───── Given entries
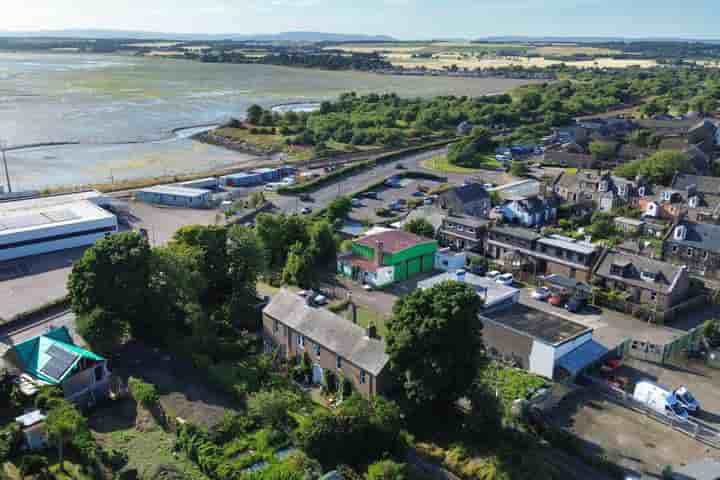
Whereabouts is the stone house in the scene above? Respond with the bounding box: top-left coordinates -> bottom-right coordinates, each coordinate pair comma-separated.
595,251 -> 690,311
262,289 -> 390,397
663,221 -> 720,280
439,183 -> 492,217
486,226 -> 600,282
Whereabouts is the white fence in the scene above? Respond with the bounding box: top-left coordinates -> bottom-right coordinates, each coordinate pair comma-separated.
583,375 -> 720,449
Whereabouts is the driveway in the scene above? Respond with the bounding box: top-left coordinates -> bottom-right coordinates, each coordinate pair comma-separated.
520,289 -> 686,350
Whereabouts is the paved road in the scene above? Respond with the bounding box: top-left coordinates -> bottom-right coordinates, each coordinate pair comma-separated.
0,311 -> 77,356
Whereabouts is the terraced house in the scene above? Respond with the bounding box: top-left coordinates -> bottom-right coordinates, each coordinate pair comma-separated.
263,289 -> 390,396
337,230 -> 438,288
486,226 -> 600,282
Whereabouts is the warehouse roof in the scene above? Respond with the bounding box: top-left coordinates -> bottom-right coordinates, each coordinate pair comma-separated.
482,303 -> 592,346
263,289 -> 389,375
357,230 -> 435,254
140,185 -> 210,198
0,192 -> 114,237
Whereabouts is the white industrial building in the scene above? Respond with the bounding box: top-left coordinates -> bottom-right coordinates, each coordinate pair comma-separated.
0,191 -> 118,261
135,185 -> 212,208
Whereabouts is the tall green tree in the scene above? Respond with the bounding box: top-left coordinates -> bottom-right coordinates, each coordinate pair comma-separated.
588,140 -> 615,162
403,218 -> 435,238
282,242 -> 316,288
68,232 -> 150,322
387,282 -> 482,408
45,400 -> 87,469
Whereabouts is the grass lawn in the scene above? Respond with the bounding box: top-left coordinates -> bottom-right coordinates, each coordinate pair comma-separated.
97,425 -> 208,480
421,155 -> 502,173
338,305 -> 387,338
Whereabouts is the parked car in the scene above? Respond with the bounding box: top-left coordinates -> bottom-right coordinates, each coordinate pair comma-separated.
565,297 -> 587,313
673,387 -> 700,415
633,380 -> 688,420
548,295 -> 565,307
485,270 -> 500,280
530,287 -> 550,300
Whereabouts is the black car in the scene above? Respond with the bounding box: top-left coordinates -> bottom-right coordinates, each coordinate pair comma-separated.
565,297 -> 587,313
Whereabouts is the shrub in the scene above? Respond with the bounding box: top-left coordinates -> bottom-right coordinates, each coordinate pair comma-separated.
128,377 -> 160,408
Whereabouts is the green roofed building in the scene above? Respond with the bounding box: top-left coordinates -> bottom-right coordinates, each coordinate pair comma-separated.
338,230 -> 438,288
5,327 -> 110,404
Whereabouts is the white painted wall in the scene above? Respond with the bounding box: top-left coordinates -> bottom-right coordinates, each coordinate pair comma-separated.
554,332 -> 592,361
529,340 -> 555,378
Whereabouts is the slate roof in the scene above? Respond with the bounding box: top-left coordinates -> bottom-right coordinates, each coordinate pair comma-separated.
596,252 -> 684,293
357,230 -> 434,254
263,289 -> 389,376
667,222 -> 720,253
671,173 -> 720,195
452,183 -> 490,203
490,225 -> 542,242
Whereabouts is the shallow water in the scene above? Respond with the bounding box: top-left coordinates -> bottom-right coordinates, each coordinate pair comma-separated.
──────────
### [Your goal]
Reproduce the stretch from the line containing "Whereabouts is the slate" through the end of the records, requests included, scaling every bounding-box coordinate in the answers by 0.75 and rounding to whole numbers, with halves rounded up. Give only those lines.

### [Answer to the task]
Whereabouts is the slate roof in the scene above? Respond with the bounding box: top-left coordinates -> bottom-right coordinates, each coordinate pair comma-separated.
447,189 -> 513,220
268,173 -> 326,191
197,217 -> 292,282
500,167 -> 540,190
503,130 -> 540,146
339,137 -> 368,152
368,169 -> 407,182
Whereabouts is the shallow water in the scene above? Respond with the bounding box: top-left coordinates -> bottom-right coordinates, each coordinate pair comma-separated.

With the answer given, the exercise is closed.